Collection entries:
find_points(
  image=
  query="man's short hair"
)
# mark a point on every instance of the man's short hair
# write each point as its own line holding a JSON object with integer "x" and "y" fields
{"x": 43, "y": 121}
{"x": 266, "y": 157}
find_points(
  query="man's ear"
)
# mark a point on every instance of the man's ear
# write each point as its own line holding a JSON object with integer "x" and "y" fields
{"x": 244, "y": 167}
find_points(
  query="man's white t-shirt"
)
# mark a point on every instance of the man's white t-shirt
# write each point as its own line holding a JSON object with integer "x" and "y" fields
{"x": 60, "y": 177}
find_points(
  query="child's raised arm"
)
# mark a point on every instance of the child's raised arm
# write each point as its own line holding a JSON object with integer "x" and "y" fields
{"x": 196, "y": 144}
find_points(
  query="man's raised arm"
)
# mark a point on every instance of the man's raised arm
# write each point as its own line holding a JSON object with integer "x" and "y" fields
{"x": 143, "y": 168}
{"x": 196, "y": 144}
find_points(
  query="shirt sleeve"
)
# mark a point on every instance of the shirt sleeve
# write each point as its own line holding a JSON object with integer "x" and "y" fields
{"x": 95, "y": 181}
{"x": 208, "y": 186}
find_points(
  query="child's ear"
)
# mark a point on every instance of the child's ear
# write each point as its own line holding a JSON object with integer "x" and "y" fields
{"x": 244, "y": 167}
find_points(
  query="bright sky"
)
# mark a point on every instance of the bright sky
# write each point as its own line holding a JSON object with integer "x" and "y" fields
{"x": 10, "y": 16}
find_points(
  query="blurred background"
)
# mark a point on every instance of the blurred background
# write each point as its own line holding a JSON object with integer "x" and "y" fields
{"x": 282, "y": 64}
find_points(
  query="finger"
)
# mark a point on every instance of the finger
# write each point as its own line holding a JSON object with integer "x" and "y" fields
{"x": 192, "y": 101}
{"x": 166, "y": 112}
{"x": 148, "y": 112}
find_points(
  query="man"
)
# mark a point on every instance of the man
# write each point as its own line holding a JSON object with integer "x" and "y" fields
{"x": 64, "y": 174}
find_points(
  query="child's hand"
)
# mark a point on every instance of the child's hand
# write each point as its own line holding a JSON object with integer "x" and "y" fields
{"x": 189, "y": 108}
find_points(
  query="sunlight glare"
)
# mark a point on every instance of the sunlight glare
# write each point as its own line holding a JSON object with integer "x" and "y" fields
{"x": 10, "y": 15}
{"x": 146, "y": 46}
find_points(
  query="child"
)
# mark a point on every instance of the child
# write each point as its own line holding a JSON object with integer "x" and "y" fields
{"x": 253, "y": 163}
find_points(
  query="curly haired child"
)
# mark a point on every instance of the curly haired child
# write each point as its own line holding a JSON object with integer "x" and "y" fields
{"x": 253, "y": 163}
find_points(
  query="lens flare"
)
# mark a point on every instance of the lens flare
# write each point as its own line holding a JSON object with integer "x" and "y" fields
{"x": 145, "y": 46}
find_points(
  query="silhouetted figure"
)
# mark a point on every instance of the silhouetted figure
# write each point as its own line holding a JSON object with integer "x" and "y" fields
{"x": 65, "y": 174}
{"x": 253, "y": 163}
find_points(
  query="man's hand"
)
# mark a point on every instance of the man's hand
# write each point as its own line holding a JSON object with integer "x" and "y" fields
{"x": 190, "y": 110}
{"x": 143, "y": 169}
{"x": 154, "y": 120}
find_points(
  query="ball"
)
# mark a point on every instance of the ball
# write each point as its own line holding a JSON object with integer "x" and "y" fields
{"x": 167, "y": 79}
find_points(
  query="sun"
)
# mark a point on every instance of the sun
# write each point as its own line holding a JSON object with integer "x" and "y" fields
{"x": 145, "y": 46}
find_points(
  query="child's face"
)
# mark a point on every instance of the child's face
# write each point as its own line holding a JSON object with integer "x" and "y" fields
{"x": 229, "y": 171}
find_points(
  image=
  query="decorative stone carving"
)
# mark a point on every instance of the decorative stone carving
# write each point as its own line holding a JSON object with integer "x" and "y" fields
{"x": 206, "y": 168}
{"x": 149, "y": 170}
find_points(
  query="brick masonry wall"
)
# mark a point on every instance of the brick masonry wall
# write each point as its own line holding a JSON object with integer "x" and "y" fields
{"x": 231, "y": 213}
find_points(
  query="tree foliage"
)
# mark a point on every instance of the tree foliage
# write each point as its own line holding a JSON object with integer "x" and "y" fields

Work to do:
Repeat the data exactly. Leave nothing out.

Full answer:
find_points(
  image=
  query="man's short hair"
)
# mark a point on every instance of the man's short hair
# write each point as its own line holding a JSON object with integer "x" and "y" fields
{"x": 43, "y": 121}
{"x": 266, "y": 157}
find_points(
  query="man's ear"
)
# mark a point on every instance of the man's ear
# write each point as its own line holding a JSON object with integer "x" and "y" fields
{"x": 244, "y": 167}
find_points(
  query="man's white t-shirt"
)
# mark a point on every instance of the man's white t-shirt
# write each point as its own line holding a JSON object with integer "x" and "y" fields
{"x": 60, "y": 177}
find_points(
  query="child's raised arm"
)
# mark a point on every instance of the child's raised arm
# write each point as its own line holding a JSON object with integer "x" and "y" fields
{"x": 196, "y": 144}
find_points(
  query="man's raised arm"
)
# mark a point on every instance of the man's raised arm
# write each point as its own line holding a JSON object with integer "x" and "y" fields
{"x": 143, "y": 168}
{"x": 196, "y": 144}
find_points(
  query="shirt sleeve"
)
# mark a point on every instance of the shirt sleeve
# write each point as its own line holding a JSON object with integer "x" and "y" fields
{"x": 95, "y": 181}
{"x": 208, "y": 186}
find_points(
  query="child's ear"
)
# mark a point on every instance of the child's ear
# write each point as its own line holding a JSON object with integer "x" and "y" fields
{"x": 244, "y": 167}
find_points(
  query="bright sky"
)
# mark a point on every instance of the bright sky
# write each point as its own line holding a JSON object with integer "x" and "y" fields
{"x": 10, "y": 16}
find_points(
  query="blurred background"
)
# mark a point on every instance of the blurred background
# write each point as its own line holding a JSON object with integer "x" and "y" fields
{"x": 282, "y": 64}
find_points(
  query="finger"
)
# mark a point on every instance of the finger
# write each point as its own line holding a JSON object with integer "x" and "y" fields
{"x": 192, "y": 101}
{"x": 166, "y": 112}
{"x": 148, "y": 112}
find_points(
  query="man"
)
# mark a point on every instance of the man
# write each point as its own line holding a JSON object with integer "x" and "y" fields
{"x": 64, "y": 174}
find_points(
  query="child's hand"
)
# mark a point on every instance of the child's hand
# write each point as its own line holding a JSON object with integer "x" and "y" fields
{"x": 189, "y": 108}
find_points(
  query="sunlight glare"
)
# mark a point on every instance of the sunlight glare
# write each point as its own line holding a JSON object with integer "x" and "y" fields
{"x": 10, "y": 15}
{"x": 146, "y": 46}
find_points(
  query="child"
)
# mark a point on every instance of the child
# write each point as its own line holding a JSON object with integer "x" and "y" fields
{"x": 253, "y": 163}
find_points(
  query="curly haired child"
)
# mark a point on every instance of the curly haired child
# write each point as its own line holding a JSON object with integer "x" and "y" fields
{"x": 253, "y": 163}
find_points(
  query="lens flare"
)
# mark a point on every instance of the lens flare
# write each point as its own line holding a JSON object with integer "x" and "y" fields
{"x": 145, "y": 46}
find_points(
  query="silhouetted figure"
)
# mark a point on every instance of the silhouetted figure
# write each point as its own line holding a JSON object with integer "x" and "y" fields
{"x": 65, "y": 174}
{"x": 253, "y": 163}
find_points(
  query="man's hand"
)
# mark a point on every instance of the man's hand
# write each point as its own line holding a JSON object with integer "x" and "y" fields
{"x": 190, "y": 110}
{"x": 143, "y": 169}
{"x": 154, "y": 120}
find_points(
  query="ball"
)
# mark a point on every instance of the ball
# write each point as its own line holding a JSON object with integer "x" and "y" fields
{"x": 167, "y": 79}
find_points(
  query="sun"
)
# mark a point on every instance of the sun
# write each point as its own line holding a JSON object with integer "x" and "y" fields
{"x": 145, "y": 46}
find_points(
  query="child's face"
)
# mark a point on every instance of the child's face
# write each point as its own line holding a JSON object with integer "x" and "y" fields
{"x": 229, "y": 171}
find_points(
  image=
  query="decorative stone carving"
)
# mark a point on every instance of the decorative stone carving
# write each point as its own line holding a JSON object with integer "x" and "y" fields
{"x": 206, "y": 168}
{"x": 149, "y": 170}
find_points(
  query="brick masonry wall"
)
# mark a point on every instance of the brick masonry wall
# write each point as its own line holding a JSON object with integer "x" and "y" fields
{"x": 231, "y": 213}
find_points(
  query="tree foliage"
)
# mark a point on every instance of the tree foliage
# write each point as its own line holding a JSON object with integer "x" and "y" fields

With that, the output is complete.